> Short task:
Rewrite everything from the start of the listing down to the line containing "[1038, 157]", both ends and the requests included. Multiply every coordinate in the answers by 0.85, round to whole numbers with halves going up, and leave out the pictures.
#####
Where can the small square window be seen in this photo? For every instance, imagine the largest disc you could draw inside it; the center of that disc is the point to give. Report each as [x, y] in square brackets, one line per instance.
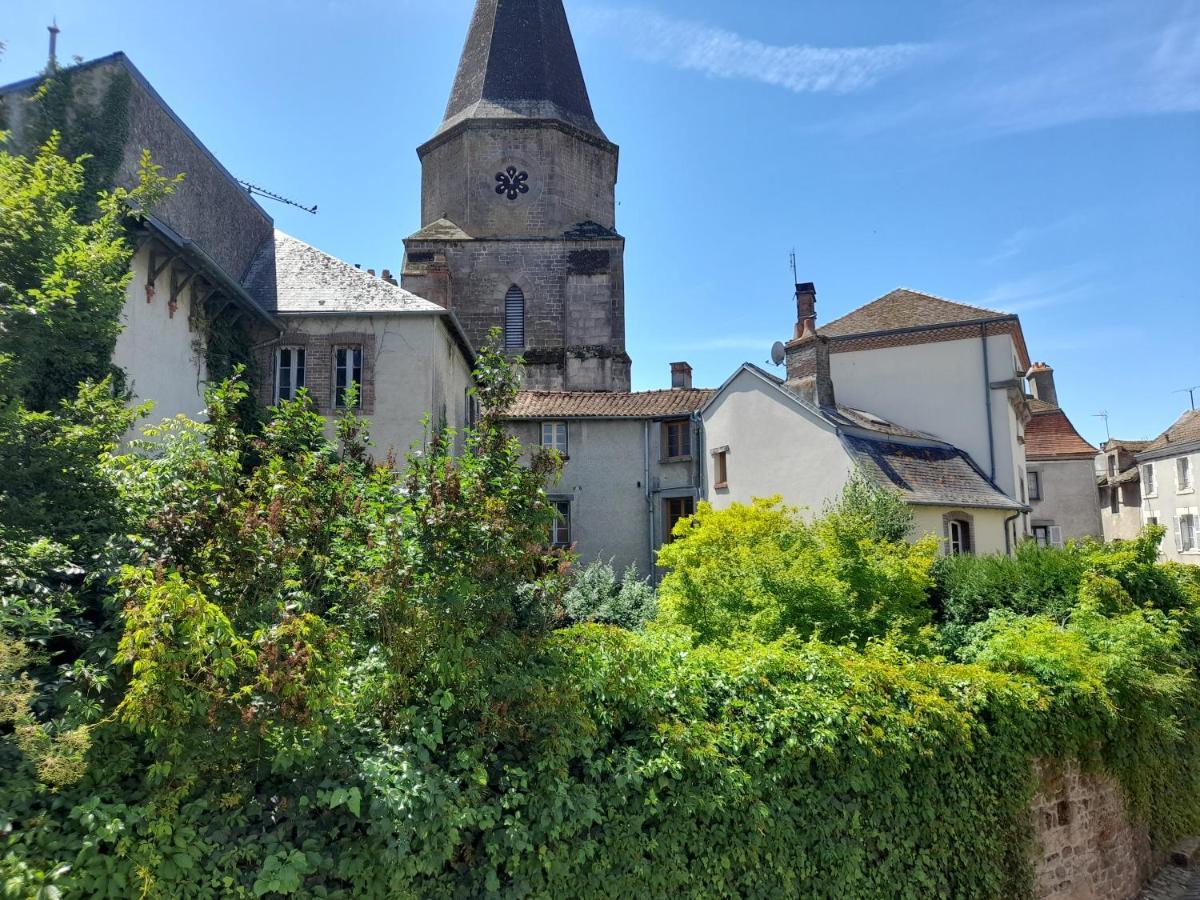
[289, 372]
[677, 438]
[721, 468]
[347, 371]
[555, 437]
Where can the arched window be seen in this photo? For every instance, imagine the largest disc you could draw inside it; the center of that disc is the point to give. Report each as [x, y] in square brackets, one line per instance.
[514, 318]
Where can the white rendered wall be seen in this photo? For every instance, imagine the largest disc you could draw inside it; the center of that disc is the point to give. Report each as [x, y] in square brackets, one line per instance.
[156, 351]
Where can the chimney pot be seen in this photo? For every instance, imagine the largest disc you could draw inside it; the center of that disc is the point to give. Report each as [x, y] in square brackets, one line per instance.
[681, 377]
[1041, 378]
[805, 309]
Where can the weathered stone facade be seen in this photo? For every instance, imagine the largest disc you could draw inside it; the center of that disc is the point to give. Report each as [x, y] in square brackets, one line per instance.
[519, 190]
[1090, 849]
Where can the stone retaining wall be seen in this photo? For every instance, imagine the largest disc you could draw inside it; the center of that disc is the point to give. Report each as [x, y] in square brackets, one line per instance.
[1090, 849]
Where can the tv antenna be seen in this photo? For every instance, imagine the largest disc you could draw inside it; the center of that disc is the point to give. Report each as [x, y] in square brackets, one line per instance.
[255, 190]
[1192, 394]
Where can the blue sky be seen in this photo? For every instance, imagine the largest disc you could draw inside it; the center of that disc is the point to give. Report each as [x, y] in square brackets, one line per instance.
[1038, 157]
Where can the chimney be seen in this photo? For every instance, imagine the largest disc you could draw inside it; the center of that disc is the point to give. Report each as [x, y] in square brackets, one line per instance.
[805, 307]
[54, 42]
[1042, 382]
[808, 353]
[681, 377]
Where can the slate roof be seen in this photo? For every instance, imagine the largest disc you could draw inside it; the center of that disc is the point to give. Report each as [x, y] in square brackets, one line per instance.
[904, 309]
[520, 63]
[1050, 436]
[939, 475]
[1179, 438]
[291, 277]
[599, 405]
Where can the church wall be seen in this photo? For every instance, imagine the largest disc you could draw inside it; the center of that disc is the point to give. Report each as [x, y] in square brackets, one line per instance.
[570, 179]
[412, 367]
[574, 294]
[159, 351]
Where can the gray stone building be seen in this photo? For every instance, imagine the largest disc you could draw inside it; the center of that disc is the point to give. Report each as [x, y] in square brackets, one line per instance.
[1119, 481]
[634, 465]
[1061, 474]
[519, 204]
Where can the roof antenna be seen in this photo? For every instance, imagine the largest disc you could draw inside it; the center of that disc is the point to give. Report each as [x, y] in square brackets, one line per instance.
[54, 41]
[255, 190]
[1192, 394]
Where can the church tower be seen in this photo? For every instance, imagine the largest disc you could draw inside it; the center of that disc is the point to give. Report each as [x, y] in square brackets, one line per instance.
[519, 204]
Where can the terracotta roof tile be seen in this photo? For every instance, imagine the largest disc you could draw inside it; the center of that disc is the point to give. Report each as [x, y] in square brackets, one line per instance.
[905, 309]
[599, 405]
[1185, 431]
[1050, 436]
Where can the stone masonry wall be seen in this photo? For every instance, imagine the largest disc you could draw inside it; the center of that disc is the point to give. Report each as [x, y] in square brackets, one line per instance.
[1089, 846]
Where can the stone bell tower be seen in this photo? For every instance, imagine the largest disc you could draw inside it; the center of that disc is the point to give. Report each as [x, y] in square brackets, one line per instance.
[519, 204]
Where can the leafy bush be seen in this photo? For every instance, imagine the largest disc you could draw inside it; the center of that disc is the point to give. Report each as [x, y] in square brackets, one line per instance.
[598, 595]
[762, 571]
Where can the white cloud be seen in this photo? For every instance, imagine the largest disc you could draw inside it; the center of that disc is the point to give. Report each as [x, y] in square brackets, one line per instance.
[720, 53]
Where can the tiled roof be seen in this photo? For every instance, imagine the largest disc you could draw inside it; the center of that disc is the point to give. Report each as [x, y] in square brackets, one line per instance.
[1050, 436]
[905, 309]
[598, 405]
[1185, 431]
[928, 475]
[1133, 447]
[289, 276]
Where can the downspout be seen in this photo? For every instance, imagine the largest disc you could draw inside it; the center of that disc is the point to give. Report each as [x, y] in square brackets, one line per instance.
[987, 403]
[649, 505]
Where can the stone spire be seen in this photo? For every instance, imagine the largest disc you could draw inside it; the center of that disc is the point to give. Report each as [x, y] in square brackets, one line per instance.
[520, 63]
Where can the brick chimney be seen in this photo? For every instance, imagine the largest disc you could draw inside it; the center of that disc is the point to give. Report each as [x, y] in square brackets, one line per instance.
[1041, 378]
[808, 353]
[805, 307]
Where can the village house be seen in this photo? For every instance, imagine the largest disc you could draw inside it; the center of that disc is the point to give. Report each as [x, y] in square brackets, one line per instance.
[1119, 484]
[633, 465]
[874, 393]
[1061, 475]
[1168, 481]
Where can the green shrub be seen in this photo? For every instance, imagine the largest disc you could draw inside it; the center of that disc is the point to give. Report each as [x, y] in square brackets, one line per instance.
#####
> Solution to this task:
Where can the small square window be seen in this photo? For every instance, imagine the largest disc you could draw inside it; the center of that disc is the point to give. Report each as [x, y] in square brackets, one line per instance.
[246, 316]
[575, 372]
[613, 398]
[295, 315]
[472, 371]
Where can the arched window be seen in this photo? For every instance, imagine the largest disc you could draw inside it; the center of that disc is the point to give. Report each as [x, y] in square brackets, one line per instance.
[437, 270]
Where can the white rendered wall be seen in this photo? For every instance, imagine the largest disc you could draw inside it; the center of that disc is the point to give. Report each as [x, y] in square brackets, one line per instance.
[133, 298]
Where can the chimney pot be seen in this photo? For every instance, imagine the largest disc you could draw inside it; the center of that disc is the point to give. Report each as [x, y] in square brackets, one line per instance.
[579, 320]
[885, 321]
[684, 263]
Where can the weathered stone facade be seen in this photo? For every instance, imagine the largest disc you could draw inside it; the center of that disc is the point to give. Report each as [x, y] in square brackets, one line per instance.
[441, 162]
[927, 722]
Where can the stone retaining wall be seen in this photo? For every instance, imagine the largest disc you could draw inside it; the center of that disc is the point to give. Report each as [x, y] in square brackets, one line per instance.
[927, 722]
Where can the tv antenna be seen in this photo? For every instance, imagine the largest disc you could draw inside it; the center of that disc is the point to give. Report each as [x, y] in square brackets, one line per instance.
[217, 162]
[1013, 335]
Where can the blue sky be seen in this photo? For every instance, imagine the largest disc you could draw inside it; the center of that disc is the point to give. Report each as [x, y] in square brackets, one line per instance.
[882, 133]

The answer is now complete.